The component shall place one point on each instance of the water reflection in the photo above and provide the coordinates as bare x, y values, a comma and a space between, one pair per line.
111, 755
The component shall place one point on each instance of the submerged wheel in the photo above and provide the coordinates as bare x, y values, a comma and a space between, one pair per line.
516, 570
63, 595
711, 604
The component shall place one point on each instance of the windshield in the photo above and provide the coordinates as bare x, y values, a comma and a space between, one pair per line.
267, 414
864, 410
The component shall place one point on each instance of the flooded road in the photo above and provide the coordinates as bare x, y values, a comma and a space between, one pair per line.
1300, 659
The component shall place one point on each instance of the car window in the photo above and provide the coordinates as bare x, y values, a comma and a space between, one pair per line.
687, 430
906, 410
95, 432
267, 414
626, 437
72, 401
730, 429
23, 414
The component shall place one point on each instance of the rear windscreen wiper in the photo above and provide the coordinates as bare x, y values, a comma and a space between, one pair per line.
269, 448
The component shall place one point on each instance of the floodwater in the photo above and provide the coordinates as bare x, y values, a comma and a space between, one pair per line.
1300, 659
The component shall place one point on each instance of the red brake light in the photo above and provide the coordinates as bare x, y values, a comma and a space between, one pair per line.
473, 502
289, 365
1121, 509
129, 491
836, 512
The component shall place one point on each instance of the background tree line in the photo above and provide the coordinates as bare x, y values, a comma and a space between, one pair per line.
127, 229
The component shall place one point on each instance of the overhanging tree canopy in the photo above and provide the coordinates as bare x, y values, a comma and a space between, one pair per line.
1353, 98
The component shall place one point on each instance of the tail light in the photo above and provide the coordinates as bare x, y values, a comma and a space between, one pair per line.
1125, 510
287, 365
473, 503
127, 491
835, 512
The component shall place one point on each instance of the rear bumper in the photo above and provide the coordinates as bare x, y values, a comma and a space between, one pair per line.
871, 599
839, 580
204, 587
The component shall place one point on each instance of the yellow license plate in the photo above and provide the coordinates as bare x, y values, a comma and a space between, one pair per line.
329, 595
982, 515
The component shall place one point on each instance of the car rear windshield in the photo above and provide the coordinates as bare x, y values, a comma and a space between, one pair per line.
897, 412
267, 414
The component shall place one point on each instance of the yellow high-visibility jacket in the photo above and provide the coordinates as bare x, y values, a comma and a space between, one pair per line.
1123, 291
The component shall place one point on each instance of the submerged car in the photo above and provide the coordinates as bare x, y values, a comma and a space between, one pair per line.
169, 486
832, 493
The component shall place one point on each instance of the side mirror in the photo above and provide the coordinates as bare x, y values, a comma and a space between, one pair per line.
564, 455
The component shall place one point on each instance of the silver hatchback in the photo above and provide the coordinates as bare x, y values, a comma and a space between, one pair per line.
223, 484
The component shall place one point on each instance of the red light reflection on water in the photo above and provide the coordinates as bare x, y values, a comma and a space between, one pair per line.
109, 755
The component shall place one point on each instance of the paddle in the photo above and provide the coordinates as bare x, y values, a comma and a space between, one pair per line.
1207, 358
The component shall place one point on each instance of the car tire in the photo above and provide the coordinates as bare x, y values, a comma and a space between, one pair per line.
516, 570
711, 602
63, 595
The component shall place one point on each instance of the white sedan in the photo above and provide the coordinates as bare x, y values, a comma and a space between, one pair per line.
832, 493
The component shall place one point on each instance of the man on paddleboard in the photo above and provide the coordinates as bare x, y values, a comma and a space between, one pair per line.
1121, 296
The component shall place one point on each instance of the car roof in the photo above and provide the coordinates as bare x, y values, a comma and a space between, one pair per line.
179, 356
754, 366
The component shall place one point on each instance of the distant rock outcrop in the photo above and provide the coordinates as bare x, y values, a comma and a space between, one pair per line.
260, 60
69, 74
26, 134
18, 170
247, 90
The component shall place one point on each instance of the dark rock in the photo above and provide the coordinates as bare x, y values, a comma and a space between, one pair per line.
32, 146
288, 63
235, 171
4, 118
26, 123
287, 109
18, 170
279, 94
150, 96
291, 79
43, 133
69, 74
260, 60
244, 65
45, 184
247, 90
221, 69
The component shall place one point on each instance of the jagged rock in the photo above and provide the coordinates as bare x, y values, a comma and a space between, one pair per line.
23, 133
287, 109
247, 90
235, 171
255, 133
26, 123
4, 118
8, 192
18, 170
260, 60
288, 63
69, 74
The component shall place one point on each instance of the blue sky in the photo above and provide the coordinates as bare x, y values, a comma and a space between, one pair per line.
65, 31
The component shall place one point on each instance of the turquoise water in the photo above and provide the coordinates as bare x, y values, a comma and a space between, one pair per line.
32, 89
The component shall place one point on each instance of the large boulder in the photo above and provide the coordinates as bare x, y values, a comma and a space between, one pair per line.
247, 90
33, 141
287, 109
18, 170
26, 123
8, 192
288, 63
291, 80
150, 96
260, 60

» TASK:
Write out the whole listing above once more, exactly.

» FINAL ANSWER:
The component shall place one point on each instance of the water reflection in the photo above and provide the coordinates as bare x, y values, a comma and a space between, one pair per line.
111, 755
The component shall place one point on each instance of the submerged wheel in the photo above and provide the coordinates as bare x, y values, a comma and a space between, one pair per line.
516, 570
63, 595
711, 604
The component shall place one point on each instance of the windshield in the photo above and provide the coordinates as bare x, y values, a comma and a space between, one pair per line.
267, 414
864, 410
The component shall place one point on each instance of the flooded road in the photo above and provide the coordinates as bare x, y values, a comma and a space between, one pair per line.
1300, 659
The component shall place one point on each instance of the car window in the photo above and provide the coordinates as bare x, y values, a comma and a space between, one pair per line.
687, 430
906, 410
95, 432
267, 414
626, 437
72, 401
730, 429
23, 414
The component shall place one point on each instance of the rear windscreen wiper in the photo above and provide the coordinates as bare x, y values, a comma and a space between, one pair per line.
269, 448
The component shall place one point on each instance of the floodwater in the photo above and provide the coordinates as bare x, y values, a comma and a space between, one pair per line.
1300, 659
The component shall place one point on each instance of the red brake light in the photo above and provide the coordinates as bare x, y values, a comma and a space between, one pair per line.
473, 502
289, 365
1121, 509
129, 491
836, 512
The component shall place one point on each instance of the background tree line in the photo above and provide the coordinates as bare x, y values, a comma and a space between, one pair per line.
127, 229
The component shall place one point on each instance of the overhanging tree canopy in the photo above and provide the coordinates as bare x, y values, a comma and a space between, one pair per line.
1353, 98
The component shall place one point on each instance of the tail light in the photo above and provide the coordinates as bare x, y values, a comma and a space between, one pair per line.
1125, 510
287, 365
473, 503
127, 491
835, 512
The component shall place one point on each instance of the rear bumper in the photo above and provide the coordinates as bare x, y values, a comma and a space between, one pair per line.
871, 599
839, 580
204, 587
The component shall place one point on each instance of the yellow license plate in the photo above and provide the coordinates as bare x, y values, a comma and a space between, one pair per line.
329, 595
982, 515
The component shall place one point on each instance of the car rear windshield in the photo above and provide the coordinates as bare x, y values, a comma and a space between, one pair per line.
897, 412
267, 414
The component shall place one point on each instance of the yellow high-visibility jacket in the photo above and provide the coordinates as bare x, y values, a comma and a space between, one pair per line.
1123, 291
The component shall place one point on each instance of the submerged car in the photo above and provide the coordinates as bare x, y values, a comma and a space between, one pair per line.
169, 486
832, 493
The component shall place one point on each instance of the side mirror in the photo above and provide the coordinates as bare x, y values, a comma and a space between, one pair per line.
564, 455
The component shall place one point on each instance of the silver hatchback in the photo above and provide the coordinates as bare x, y values, a comma and a space between, one pair per line.
223, 484
The component shall place one point on each instance of the red light reflection on water in the photo above and provide the coordinates as bare x, y values, a comma and a space between, one pair per line.
109, 755
The component shall place one point on each instance of the paddle in the photo above and provide the coordinates as bare x, y values, a comma and a space between, one pair per line.
1207, 358
The component shall place one point on each instance of the car tire in the photo above and provide the coordinates as bare x, y values, a comma and a space between, one pair per line.
516, 570
711, 602
63, 595
The component shall place one point on each instance of the white sedan in the photo above and provide the coordinates as bare x, y values, a comma and a space between, one pair per line.
832, 493
The component shall place one point on each instance of the man on paddleboard in the photo above and provide the coordinates as bare x, y values, a comma and a space between, one pair per line.
1121, 296
The component shall place one point on each instance of the car roof in the photo above and provide the coordinates as bare x, y values, a comma and a space between, one pair per line.
179, 356
754, 366
The component shall place one point on each instance of the distant rock outcrop in the photo above and provide the coordinates as bare x, y values, a comma and a space between, one pair per line.
260, 60
69, 74
26, 134
18, 170
247, 90
The component shall place one point on each instance of the dark rock in the photo above and provide the coordinates as bare x, y values, a comma and a space between, one pair per line.
32, 146
288, 63
235, 171
4, 118
26, 123
287, 109
18, 170
279, 94
150, 96
291, 79
43, 133
69, 74
260, 60
244, 65
45, 184
247, 90
221, 69
The component shall place one point on each instance of the jagged rock in the photo above and provide the coordinates as bare x, y values, a comma and a space between, one pair per line.
23, 133
287, 109
247, 90
235, 171
255, 133
26, 123
4, 118
8, 192
18, 170
260, 60
288, 63
69, 74
The component shall place one point on each instance of the blue sky in the photo above and provide the coordinates as bare x, y values, a comma and a space between, one pair per line.
65, 31
The component shall place one point on each instance of the turquoise water in the photo above and provide the coordinates as bare x, y values, a comma and a space between, one pair per line.
32, 89
The component shall place one point on each instance of the large boulder in the photo above and provide the coordinates as bare x, y values, a comma and a space between, one pair per line.
247, 90
33, 141
287, 109
18, 170
26, 123
8, 192
288, 63
291, 80
150, 96
260, 60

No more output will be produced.